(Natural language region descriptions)
──────────────────────────────

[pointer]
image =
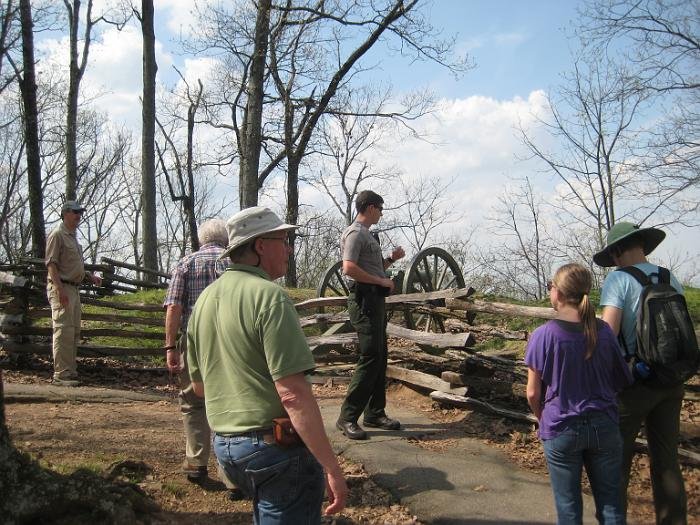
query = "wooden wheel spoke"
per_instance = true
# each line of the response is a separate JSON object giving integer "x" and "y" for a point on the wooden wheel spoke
{"x": 430, "y": 270}
{"x": 335, "y": 290}
{"x": 439, "y": 286}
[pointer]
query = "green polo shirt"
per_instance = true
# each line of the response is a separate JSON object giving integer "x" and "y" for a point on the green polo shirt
{"x": 243, "y": 335}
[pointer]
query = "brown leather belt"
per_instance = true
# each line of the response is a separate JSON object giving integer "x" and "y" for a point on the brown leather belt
{"x": 265, "y": 435}
{"x": 72, "y": 283}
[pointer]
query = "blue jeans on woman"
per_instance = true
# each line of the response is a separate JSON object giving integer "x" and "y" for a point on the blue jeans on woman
{"x": 591, "y": 440}
{"x": 286, "y": 484}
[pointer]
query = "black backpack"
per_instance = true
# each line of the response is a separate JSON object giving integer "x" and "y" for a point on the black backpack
{"x": 666, "y": 339}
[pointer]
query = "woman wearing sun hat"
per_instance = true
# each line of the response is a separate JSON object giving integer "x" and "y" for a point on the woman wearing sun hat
{"x": 657, "y": 407}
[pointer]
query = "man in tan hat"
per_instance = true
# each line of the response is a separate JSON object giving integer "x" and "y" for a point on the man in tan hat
{"x": 248, "y": 357}
{"x": 657, "y": 407}
{"x": 66, "y": 272}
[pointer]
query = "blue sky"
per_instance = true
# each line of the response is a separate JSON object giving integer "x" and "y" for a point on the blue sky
{"x": 520, "y": 49}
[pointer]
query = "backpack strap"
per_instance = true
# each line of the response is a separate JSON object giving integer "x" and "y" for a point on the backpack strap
{"x": 638, "y": 274}
{"x": 643, "y": 279}
{"x": 664, "y": 275}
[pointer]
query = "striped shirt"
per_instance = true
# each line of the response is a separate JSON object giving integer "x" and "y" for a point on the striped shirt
{"x": 192, "y": 275}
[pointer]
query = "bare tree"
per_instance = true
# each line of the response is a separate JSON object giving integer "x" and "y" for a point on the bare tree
{"x": 421, "y": 210}
{"x": 148, "y": 129}
{"x": 31, "y": 131}
{"x": 315, "y": 50}
{"x": 594, "y": 124}
{"x": 659, "y": 41}
{"x": 346, "y": 142}
{"x": 76, "y": 71}
{"x": 525, "y": 252}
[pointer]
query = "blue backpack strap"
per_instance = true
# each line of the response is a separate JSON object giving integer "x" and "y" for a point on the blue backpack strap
{"x": 664, "y": 275}
{"x": 638, "y": 274}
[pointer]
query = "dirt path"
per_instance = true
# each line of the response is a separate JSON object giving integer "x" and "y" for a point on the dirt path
{"x": 147, "y": 438}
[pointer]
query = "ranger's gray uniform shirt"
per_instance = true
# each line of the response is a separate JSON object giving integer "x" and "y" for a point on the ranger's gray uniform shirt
{"x": 357, "y": 245}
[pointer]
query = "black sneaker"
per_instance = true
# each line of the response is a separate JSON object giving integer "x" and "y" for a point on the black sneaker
{"x": 382, "y": 422}
{"x": 351, "y": 429}
{"x": 194, "y": 472}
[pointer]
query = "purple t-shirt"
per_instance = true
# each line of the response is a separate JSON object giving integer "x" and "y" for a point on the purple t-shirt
{"x": 571, "y": 383}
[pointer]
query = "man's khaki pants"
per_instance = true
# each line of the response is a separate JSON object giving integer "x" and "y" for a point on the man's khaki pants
{"x": 66, "y": 330}
{"x": 194, "y": 416}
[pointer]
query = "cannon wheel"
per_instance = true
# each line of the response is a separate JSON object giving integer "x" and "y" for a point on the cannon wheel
{"x": 430, "y": 270}
{"x": 332, "y": 284}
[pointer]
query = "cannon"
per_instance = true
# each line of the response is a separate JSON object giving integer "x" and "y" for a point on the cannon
{"x": 430, "y": 269}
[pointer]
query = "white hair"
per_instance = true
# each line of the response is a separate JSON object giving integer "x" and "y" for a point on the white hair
{"x": 213, "y": 230}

──────────────────────────────

- _The task_: Print out every entry above without changing a word, and leave out the pictures.

- _Task output_:
[pointer]
image =
query = "wooden wheel spoke"
per_instance = true
# each line of the response is a separate JSON object giving integer "x" and "y" for a point on the wooden wheel spoke
{"x": 430, "y": 270}
{"x": 335, "y": 290}
{"x": 439, "y": 286}
[pointer]
query = "green polo shirt"
per_instance = true
# each line of the response is a separate JSON object giving integer "x" and "y" for a point on the green polo shirt
{"x": 243, "y": 335}
[pointer]
query = "brown leather belt"
per_instance = true
# each line of the response is a separate JSON object giving integer "x" and "y" for a point on the brown leather belt
{"x": 265, "y": 435}
{"x": 72, "y": 283}
[pointer]
query = "blue jeans on woman"
per_instance = true
# each line of the response is a separate JSON object giving integer "x" and "y" for a point on the blue jeans on woman
{"x": 591, "y": 440}
{"x": 286, "y": 484}
[pointer]
query = "black backpack"
per_instance = true
# each line of the response is a separate JSON object giving integer "x" and "y" for a point on the black backpack
{"x": 666, "y": 339}
[pointer]
query = "woman wearing sun hat"
per_instance = true
# each line of the response is a separate JSON object giving integer "x" and "y" for a point on the woman wearing sun hat
{"x": 657, "y": 407}
[pointer]
query = "man in tan hat"
per_instance = true
# each line of the response is a separate JSON object giving integer "x" and "y" for a point on the man in tan hat
{"x": 248, "y": 357}
{"x": 657, "y": 407}
{"x": 66, "y": 272}
[pointer]
query = "blue sky"
per_instance = true
# each line of the response is a separate JSON object giving integer "x" and "y" for a point on the blue sky
{"x": 520, "y": 49}
[pointer]
query = "backpack strap"
per_instance = true
# each line of the response is a separate JSON object giving integer "x" and "y" for a point on the backpack strap
{"x": 638, "y": 274}
{"x": 643, "y": 279}
{"x": 664, "y": 275}
[pointer]
query = "striped shirt"
per_instance = true
# each line of the response is a separate JSON object giving integer "x" and "y" for a point on the striped shirt
{"x": 192, "y": 275}
[pointer]
query = "bare tree"
per_instance = true
# each line of the response is a separate JSON object giving integer "x" and "y" for a point on the bare tree
{"x": 421, "y": 210}
{"x": 148, "y": 129}
{"x": 31, "y": 131}
{"x": 315, "y": 50}
{"x": 594, "y": 124}
{"x": 659, "y": 41}
{"x": 346, "y": 142}
{"x": 76, "y": 71}
{"x": 525, "y": 252}
[pointer]
query = "blue backpack strap"
per_instance = true
# each line of the response is a separate JSON object giving integer "x" and "y" for a point on the blue backpack strap
{"x": 664, "y": 275}
{"x": 638, "y": 274}
[pointer]
query = "dirt path"
per_instance = true
# each line of the response is a separate JSON object giving integer "x" and "y" for a point on the dirt path
{"x": 147, "y": 438}
[pointer]
query = "ranger's gray uniform shirt"
per_instance = true
# each line of the response is a separate JSON object giving integer "x" and "y" for a point on the ranger's gray uniform shirt
{"x": 357, "y": 245}
[pointer]
query = "black sneaker"
per_instance = true
# each line of the response is a separate JSON object giving integer "x" and "y" for a point on the black sneaker
{"x": 382, "y": 422}
{"x": 351, "y": 429}
{"x": 194, "y": 472}
[pointer]
query = "purple t-shirt"
per_instance = true
# each line of the response is a separate JSON object giving integer "x" and "y" for a point on the purple t-shirt
{"x": 571, "y": 383}
[pointer]
query = "man's khaki pants"
per_instance = true
# each line of the response is a separate JSON object giving integer "x" and "y" for a point on the man's khaki pants
{"x": 66, "y": 330}
{"x": 194, "y": 416}
[pointer]
query = "cannon wheel"
per_instance = true
# each line of the response is a separate JSON object giving integer "x" and "y" for a point on the cannon wheel
{"x": 430, "y": 270}
{"x": 332, "y": 284}
[pointer]
query = "cannon"
per_instance = true
# each line of the response is a separate JSON object giving integer "x" and "y" for a point on the cannon
{"x": 430, "y": 269}
[pointer]
query = "white hair"
per_instance = true
# each line of the response is a separate JSON object giving integer "x" and "y" for a point on the white hair
{"x": 213, "y": 230}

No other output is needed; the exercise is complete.